How to complete this task: With the pictures left aside, write out the entries that follow exactly.

Supplied data:

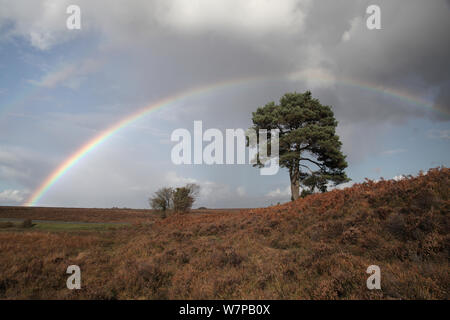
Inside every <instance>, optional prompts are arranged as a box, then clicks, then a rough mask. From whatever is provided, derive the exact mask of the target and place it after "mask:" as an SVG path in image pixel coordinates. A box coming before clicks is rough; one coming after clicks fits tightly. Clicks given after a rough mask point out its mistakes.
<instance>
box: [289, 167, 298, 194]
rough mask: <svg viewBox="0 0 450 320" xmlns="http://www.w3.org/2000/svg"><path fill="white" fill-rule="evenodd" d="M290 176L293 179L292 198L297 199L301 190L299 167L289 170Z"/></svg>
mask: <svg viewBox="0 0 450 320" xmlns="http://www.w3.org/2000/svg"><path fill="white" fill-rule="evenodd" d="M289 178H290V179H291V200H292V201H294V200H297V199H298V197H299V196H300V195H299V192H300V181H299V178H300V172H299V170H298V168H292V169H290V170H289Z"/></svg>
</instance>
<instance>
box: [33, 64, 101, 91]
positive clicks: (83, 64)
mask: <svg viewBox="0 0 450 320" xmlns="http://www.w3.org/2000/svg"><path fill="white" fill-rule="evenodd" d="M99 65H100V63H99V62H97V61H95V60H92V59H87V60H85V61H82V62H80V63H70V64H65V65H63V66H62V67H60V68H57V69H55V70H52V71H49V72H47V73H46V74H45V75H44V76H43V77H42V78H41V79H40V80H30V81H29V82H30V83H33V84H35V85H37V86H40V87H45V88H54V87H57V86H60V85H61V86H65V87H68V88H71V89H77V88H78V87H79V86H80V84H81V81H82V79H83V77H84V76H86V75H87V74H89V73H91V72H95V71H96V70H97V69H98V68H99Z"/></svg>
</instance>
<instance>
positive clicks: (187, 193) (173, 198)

The completed task:
Inside every <instance>, optional prompts are arranged as a box, then clicks, then a rough mask. From whatever is provided, derive the exact mask of the target and place it after "mask:" as an SVG path in image pixel coordinates. A box coming before clicks is rough; one coming after clicks fits tightly. Clicks given after a rough mask point out its mistakes.
<instance>
box: [289, 167, 298, 194]
rough mask: <svg viewBox="0 0 450 320" xmlns="http://www.w3.org/2000/svg"><path fill="white" fill-rule="evenodd" d="M290 176L293 179L292 198L297 199L301 190L299 167L289 170Z"/></svg>
mask: <svg viewBox="0 0 450 320" xmlns="http://www.w3.org/2000/svg"><path fill="white" fill-rule="evenodd" d="M289 178H290V179H291V200H292V201H294V200H297V199H298V197H299V196H300V195H299V192H300V181H299V178H300V172H299V170H298V168H292V169H290V170H289Z"/></svg>
</instance>
<instance>
box: [33, 64, 101, 91]
positive clicks: (83, 64)
mask: <svg viewBox="0 0 450 320" xmlns="http://www.w3.org/2000/svg"><path fill="white" fill-rule="evenodd" d="M99 65H100V63H99V62H97V61H95V60H92V59H87V60H85V61H82V62H80V63H70V64H65V65H63V66H62V67H60V68H57V69H55V70H52V71H49V72H47V73H46V74H45V75H44V76H43V77H42V78H41V79H40V80H30V81H29V82H30V83H33V84H35V85H37V86H40V87H45V88H54V87H57V86H60V85H61V86H65V87H68V88H71V89H77V88H78V87H79V86H80V84H81V81H82V79H83V77H84V76H86V75H87V74H89V73H91V72H95V71H96V70H97V69H98V68H99Z"/></svg>
</instance>
<instance>
positive clicks: (187, 193) (173, 198)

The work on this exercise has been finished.